### Texto fornecido ###

I decide who I am

Texto por Patrícia César Vicente @patricia.cesar.vicente

Fotografia por Manuel Geada @manelgeada

Conheço o Kiko is Hot há uns anos. Não somos amigos, mas por força das circunstâncias profissionais ficou uma cumplicidade de falarmos um com o outro como se nos estivéssemos visto ontem. Mesmo que nos tenhamos visto há dois anos.

A verdade é que a força do Kiko que muitos conhecem é o sentido de humor. Agora conhecido por milhares, mas juro por tudo que ele sempre foi e será assim. É a forma como se expressa. Afinal sempre foi a forma como se expressa que para uns é incómodo, e para outros a leveza de um amanhã melhor para todos. Votarei sempre na segunda opção.

Nesta entrevista asseguro-vos que vão ficar a saber coisas que ainda não sabem sobre o Kiko. Momentos passados, e qual a sua posição para quem se identifica com um cão ou um gato. Na comunidade LGBTQI+ como é que ficamos?

### Entradas apresentadas ###

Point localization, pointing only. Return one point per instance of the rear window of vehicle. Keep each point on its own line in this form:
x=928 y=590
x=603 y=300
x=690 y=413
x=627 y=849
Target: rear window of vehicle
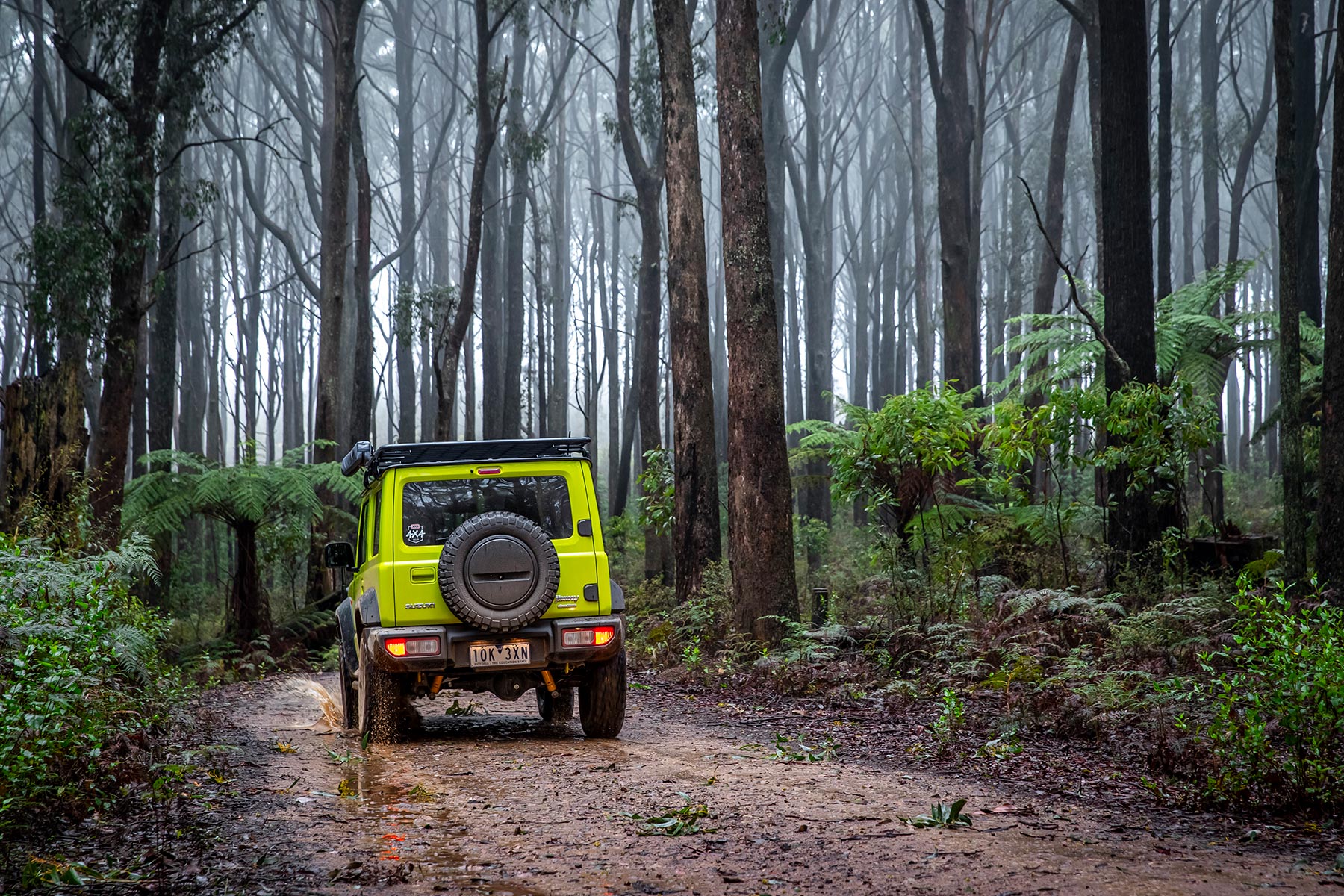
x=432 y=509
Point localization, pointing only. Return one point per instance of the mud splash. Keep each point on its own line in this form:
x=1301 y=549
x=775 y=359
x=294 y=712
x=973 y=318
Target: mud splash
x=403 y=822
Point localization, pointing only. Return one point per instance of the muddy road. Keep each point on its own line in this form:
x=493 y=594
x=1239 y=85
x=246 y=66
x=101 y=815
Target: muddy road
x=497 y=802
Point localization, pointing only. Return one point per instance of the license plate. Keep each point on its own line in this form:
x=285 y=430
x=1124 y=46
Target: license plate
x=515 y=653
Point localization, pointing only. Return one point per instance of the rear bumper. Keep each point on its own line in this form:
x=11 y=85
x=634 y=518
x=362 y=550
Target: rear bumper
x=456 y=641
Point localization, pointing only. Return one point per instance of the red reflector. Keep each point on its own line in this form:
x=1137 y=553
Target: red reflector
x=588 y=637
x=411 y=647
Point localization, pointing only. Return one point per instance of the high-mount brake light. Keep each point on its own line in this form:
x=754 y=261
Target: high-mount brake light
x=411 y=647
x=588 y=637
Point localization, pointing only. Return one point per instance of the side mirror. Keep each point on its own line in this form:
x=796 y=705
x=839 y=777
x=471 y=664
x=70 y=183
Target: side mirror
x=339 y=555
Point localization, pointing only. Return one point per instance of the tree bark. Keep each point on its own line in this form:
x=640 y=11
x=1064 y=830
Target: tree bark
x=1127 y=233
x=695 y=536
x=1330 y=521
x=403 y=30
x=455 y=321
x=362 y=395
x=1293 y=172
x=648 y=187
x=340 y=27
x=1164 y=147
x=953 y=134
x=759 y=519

###

Prossiga o texto sobre a entrevista a Kiko is Hot, dando-lhe continuidade a partir da última frase apresentada.

### Resposta ao exercício
E há uma outra camada, aquela normalidade de quando nos sentamos à mesa com quem nos vê evoluir há algum tempo. Vão poder ler com toda a simplicidade e transparência do mundo, e com sentido de humor espontâneo sobre tudo o que foi surgindo no decorrer da entrevista. Resta-me dizer-vos que não fazem ideia da quantidade de pessoas que abordam o Kiko, de todas as idades, de todos os géneros. Fiquei em silêncio a ver. E é bonito ver como a sua atitude tem ajudado (e muito) a mudar mentalidades que finalmente podem abraçar as novas gerações.

Kiko, vamos começar lá atrás. Pode eventualmente haver algum ser humano em Portugal que ainda não te conheça. Quando começaste, o que é que pretendias? O que é que te levou a fazer os vídeos no YouTube? E recorda-nos a idade que tinhas à época?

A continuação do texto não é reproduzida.